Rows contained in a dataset
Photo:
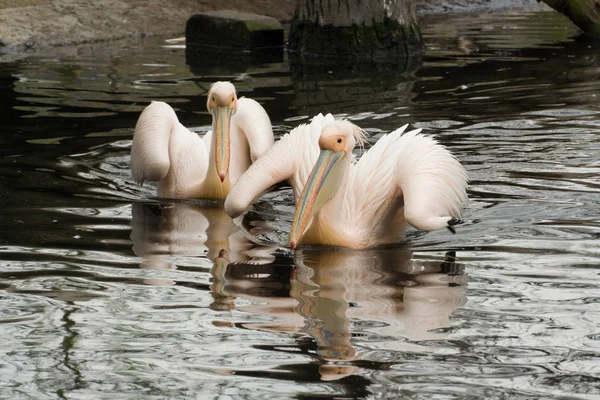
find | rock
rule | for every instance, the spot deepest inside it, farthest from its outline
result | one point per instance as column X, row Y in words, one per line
column 228, row 29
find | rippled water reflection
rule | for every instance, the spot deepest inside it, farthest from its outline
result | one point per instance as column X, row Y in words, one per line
column 107, row 292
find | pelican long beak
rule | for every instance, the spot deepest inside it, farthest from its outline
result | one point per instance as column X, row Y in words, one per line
column 222, row 119
column 322, row 184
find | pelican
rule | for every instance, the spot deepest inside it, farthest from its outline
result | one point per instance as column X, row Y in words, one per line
column 186, row 166
column 405, row 177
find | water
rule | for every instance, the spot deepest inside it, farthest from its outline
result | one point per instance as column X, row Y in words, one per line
column 106, row 292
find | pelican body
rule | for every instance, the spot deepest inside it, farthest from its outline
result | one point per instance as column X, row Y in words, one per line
column 405, row 177
column 187, row 166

INSTRUCTIONS TO FOLLOW -> Quote the lines running from the line with "find | pelican body" through the end of the rows, keeping every character unchanged.

EXERCISE ANSWER ->
find | pelican body
rule | for every instance, the spot deepest inside it, farthest from its outline
result | one point per instance as column X, row Y in words, one per line
column 405, row 177
column 187, row 166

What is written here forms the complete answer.